Pluristem’s $32 Million Raise Puts Them in a New League Print E-mail
By Sharon di Stefano, Equity Brief   
Tuesday, 18 September 2012 03:08
icon_closerlookIn an otherwise choppy market, Pluristem Therapeutics (NASDAQ:PSTI) issued new shares with a new and noteworthy underwriter, declining other big name banks, raising enough money to give them at least five years of cash at their current burn rate. A comfortable capital position of $70 million plus puts Pluristem in another league, one where investors don’t live and die on every quarter’s balance sheet, wondering if the money runs out before product goes commercial.

From the stock’s action in the last several months, it is clear investors recognize that Pluristem’s unique platform technology has the potential for tremendous value in a lucrative range of medical markets – the very large and the very small. The company wins both ways. If successful in treating peripheral artery disease (PAD) and its companion condition intermittent claudication (IC), markets number in the billions of dollars, where a troubled drug, Plavix, currently reigns despite a mounting litany of patient and doctor complaints.  With orphan diseases, for which Pluristem has two potential indications, success means new treatments for otherwise overlooked markets with the ability to command a premium price.

MATERIAL SUPPLIED
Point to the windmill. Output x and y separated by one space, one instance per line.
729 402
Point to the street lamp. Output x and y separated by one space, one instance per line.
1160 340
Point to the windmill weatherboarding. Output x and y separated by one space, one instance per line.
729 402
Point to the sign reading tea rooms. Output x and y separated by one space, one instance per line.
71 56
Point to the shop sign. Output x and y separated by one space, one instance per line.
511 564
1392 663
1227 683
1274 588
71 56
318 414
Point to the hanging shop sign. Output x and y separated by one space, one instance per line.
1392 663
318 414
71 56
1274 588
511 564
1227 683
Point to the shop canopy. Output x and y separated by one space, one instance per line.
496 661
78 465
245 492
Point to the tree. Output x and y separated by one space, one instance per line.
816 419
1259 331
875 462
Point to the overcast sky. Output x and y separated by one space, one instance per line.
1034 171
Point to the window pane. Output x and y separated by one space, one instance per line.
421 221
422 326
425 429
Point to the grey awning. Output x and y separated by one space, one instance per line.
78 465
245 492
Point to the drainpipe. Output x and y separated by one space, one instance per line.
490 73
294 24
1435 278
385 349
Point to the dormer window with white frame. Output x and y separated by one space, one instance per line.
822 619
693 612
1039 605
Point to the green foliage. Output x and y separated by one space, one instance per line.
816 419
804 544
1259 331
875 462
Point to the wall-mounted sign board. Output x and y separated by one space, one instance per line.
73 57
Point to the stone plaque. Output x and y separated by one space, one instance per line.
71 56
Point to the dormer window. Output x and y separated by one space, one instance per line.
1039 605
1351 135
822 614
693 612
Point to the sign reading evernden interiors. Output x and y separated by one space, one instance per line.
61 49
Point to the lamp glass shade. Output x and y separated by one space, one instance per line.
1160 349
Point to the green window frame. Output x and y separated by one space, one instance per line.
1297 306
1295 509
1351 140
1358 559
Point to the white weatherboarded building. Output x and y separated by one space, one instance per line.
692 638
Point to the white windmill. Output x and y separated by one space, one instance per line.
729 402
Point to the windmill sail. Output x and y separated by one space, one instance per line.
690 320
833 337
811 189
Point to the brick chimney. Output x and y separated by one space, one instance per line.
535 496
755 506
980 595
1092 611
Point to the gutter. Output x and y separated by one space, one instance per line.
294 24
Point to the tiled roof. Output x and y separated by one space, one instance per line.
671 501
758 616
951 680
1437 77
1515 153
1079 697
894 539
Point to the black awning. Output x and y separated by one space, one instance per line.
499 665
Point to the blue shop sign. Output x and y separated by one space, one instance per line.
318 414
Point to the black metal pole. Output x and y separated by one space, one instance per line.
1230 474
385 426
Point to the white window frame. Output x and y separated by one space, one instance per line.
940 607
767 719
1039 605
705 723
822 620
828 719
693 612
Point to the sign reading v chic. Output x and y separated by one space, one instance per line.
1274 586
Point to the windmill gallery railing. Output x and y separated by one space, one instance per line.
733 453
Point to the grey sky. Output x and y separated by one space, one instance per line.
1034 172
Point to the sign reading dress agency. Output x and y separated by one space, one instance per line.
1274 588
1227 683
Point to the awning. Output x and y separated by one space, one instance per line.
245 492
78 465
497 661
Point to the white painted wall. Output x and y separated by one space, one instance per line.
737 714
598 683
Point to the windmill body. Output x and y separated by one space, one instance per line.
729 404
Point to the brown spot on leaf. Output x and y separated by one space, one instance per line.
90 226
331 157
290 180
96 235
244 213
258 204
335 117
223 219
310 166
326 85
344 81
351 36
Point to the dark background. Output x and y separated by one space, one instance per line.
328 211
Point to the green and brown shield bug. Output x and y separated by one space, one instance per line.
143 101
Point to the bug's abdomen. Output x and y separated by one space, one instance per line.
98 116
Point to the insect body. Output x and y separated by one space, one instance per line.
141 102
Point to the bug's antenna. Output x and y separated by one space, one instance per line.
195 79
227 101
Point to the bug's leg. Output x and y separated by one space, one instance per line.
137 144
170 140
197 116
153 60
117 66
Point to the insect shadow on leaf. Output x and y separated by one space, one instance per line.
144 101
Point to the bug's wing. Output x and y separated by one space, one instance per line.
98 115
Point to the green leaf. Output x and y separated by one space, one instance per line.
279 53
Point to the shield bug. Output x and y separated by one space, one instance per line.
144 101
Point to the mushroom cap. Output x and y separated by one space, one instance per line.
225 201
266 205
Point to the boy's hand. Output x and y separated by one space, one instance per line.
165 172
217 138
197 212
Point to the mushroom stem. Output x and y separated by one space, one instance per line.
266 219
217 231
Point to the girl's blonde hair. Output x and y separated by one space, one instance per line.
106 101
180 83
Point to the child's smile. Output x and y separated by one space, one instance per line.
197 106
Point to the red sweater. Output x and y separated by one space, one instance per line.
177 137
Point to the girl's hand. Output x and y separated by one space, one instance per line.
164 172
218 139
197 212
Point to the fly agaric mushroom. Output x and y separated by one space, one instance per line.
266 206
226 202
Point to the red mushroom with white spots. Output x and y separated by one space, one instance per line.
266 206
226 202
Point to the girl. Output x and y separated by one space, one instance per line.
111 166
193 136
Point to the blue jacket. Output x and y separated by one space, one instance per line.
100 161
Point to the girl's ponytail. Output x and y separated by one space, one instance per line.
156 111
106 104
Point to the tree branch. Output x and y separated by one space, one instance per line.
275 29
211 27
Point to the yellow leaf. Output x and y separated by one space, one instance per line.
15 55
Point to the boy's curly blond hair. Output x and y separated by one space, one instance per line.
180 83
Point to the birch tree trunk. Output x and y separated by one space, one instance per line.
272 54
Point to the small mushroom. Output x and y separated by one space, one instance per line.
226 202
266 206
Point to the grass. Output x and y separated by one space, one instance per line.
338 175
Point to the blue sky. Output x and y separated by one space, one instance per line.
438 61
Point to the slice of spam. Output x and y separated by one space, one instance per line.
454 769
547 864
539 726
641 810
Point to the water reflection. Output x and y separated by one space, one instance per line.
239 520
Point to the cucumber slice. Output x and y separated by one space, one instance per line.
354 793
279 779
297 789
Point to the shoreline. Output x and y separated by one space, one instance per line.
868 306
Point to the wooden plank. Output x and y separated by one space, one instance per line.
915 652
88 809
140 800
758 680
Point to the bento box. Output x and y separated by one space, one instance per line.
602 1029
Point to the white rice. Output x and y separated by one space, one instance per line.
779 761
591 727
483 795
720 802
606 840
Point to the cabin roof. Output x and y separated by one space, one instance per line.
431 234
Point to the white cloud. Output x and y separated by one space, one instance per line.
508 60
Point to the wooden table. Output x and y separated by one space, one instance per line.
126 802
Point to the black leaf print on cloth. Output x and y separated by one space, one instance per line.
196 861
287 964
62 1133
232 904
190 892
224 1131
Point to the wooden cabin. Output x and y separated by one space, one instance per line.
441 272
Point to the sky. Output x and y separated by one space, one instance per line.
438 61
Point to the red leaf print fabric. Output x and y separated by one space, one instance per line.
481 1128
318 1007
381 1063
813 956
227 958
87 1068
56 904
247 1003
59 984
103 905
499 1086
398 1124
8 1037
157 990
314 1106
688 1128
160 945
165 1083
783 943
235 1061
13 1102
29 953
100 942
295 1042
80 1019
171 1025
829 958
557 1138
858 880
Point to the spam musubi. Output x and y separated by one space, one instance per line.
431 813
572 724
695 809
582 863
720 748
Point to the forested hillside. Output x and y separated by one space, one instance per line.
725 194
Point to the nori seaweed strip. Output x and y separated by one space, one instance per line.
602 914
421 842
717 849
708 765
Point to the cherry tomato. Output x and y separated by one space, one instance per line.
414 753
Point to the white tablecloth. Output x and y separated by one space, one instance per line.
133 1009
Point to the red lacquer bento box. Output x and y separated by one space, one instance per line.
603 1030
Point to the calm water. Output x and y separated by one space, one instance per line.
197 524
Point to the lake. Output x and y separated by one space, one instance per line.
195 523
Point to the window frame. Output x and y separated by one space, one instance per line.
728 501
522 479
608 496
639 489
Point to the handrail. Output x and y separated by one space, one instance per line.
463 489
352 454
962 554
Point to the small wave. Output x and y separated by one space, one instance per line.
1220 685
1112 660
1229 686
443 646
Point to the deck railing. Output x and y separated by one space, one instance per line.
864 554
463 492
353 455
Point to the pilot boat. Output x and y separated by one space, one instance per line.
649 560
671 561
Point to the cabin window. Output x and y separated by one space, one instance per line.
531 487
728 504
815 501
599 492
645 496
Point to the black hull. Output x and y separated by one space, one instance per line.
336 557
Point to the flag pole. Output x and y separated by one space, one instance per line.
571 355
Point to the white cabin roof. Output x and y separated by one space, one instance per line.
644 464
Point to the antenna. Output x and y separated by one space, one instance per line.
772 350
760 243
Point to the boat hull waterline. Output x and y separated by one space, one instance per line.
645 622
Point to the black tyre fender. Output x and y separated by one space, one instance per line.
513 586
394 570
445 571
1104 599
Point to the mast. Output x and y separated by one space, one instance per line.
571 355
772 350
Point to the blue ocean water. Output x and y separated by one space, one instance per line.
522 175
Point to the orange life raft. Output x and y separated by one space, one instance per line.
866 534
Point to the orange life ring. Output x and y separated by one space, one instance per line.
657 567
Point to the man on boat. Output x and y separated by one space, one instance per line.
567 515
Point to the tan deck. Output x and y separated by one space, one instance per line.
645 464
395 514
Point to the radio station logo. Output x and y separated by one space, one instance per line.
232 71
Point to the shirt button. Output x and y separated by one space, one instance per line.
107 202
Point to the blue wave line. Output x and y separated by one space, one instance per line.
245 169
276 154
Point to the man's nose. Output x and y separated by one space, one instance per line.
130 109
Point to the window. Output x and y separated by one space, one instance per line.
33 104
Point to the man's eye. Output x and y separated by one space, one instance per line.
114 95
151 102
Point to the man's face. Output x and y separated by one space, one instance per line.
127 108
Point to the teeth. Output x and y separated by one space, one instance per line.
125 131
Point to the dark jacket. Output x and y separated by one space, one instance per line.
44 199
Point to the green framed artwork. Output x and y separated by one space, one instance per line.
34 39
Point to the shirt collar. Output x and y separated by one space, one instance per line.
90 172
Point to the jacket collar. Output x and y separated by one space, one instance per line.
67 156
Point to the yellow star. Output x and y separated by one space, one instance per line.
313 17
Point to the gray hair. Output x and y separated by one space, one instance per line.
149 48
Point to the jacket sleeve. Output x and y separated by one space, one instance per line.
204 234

DESCRIPTION OF THE TASK
Translate this sentence from the Pluristem stock article into Spanish: "The company wins both ways."

RESPONSE BELOW
La empresa gana de ambas maneras.